Data listing ->

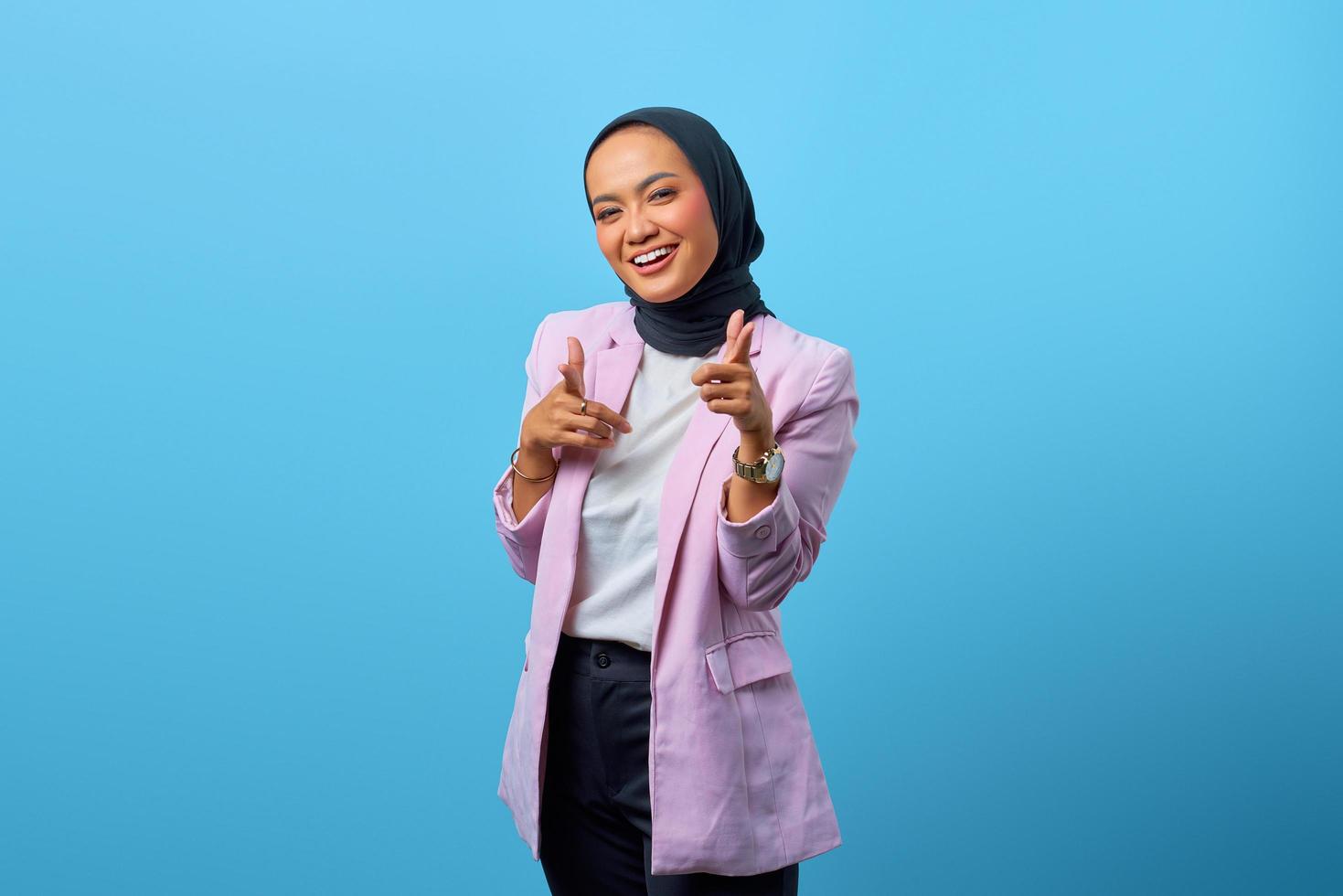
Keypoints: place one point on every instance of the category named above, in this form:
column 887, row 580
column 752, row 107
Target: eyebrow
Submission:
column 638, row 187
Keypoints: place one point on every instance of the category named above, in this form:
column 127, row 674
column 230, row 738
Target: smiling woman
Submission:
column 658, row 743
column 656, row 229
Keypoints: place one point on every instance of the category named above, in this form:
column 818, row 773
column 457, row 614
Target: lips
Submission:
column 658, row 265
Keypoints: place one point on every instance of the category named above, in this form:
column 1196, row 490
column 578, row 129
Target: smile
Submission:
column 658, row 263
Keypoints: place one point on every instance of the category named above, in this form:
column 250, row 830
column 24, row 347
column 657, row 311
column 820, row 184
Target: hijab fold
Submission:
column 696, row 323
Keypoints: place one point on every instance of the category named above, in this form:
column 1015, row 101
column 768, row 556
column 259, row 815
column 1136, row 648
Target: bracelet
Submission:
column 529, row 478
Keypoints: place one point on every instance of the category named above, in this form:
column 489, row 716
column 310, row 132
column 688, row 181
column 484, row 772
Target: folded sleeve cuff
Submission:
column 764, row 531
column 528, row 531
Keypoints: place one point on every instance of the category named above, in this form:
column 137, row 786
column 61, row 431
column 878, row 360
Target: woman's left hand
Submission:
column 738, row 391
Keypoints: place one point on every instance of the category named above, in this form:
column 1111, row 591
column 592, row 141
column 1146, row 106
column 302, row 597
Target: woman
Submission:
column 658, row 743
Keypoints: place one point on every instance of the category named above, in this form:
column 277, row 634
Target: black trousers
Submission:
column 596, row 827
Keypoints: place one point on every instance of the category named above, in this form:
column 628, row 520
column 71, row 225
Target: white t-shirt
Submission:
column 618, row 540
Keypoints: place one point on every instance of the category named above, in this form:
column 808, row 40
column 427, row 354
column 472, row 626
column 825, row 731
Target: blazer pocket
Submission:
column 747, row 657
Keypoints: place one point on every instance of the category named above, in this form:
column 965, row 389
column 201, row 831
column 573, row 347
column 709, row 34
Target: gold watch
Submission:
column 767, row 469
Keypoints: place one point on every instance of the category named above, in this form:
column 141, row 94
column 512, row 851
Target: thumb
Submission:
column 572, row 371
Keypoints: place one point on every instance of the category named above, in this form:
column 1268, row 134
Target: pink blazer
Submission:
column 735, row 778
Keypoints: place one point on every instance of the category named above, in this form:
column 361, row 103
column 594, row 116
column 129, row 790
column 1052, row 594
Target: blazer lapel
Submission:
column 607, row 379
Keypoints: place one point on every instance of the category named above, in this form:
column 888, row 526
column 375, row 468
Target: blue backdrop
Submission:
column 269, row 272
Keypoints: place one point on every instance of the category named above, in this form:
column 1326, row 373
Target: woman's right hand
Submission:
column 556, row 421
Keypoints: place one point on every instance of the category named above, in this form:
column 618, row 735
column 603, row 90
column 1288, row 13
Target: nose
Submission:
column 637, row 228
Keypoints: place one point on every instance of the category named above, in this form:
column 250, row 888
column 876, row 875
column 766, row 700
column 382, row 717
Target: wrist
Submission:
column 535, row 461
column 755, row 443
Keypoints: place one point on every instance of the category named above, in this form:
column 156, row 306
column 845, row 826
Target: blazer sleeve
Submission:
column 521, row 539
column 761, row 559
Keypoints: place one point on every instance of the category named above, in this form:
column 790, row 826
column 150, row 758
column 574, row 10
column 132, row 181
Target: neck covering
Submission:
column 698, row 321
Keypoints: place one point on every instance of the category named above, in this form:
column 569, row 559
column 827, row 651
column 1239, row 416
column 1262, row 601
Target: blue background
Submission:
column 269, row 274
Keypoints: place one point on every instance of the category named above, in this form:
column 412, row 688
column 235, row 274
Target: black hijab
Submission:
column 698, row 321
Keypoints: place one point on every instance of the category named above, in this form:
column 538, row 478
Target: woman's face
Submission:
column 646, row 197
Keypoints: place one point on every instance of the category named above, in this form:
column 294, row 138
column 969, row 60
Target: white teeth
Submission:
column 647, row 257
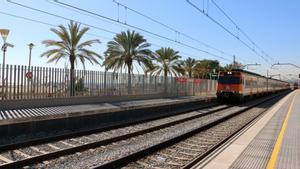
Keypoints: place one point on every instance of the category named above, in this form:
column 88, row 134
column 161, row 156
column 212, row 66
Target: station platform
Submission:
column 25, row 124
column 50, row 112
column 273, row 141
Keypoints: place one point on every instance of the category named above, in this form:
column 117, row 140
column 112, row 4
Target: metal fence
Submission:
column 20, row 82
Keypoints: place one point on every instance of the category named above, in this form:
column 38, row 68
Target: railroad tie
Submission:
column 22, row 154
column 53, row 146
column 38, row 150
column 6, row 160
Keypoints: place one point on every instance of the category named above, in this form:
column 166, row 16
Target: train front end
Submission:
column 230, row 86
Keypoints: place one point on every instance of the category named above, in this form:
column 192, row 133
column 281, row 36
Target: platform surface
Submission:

Given request -> Reproduce the records word for word, from their start through the line containing "column 638, row 187", both lines included. Leave the pictures out.

Result for this task ->
Keypoints: place one point on every instance of the category named above, in this form:
column 887, row 580
column 752, row 107
Target: eyebrow
Submission:
column 638, row 187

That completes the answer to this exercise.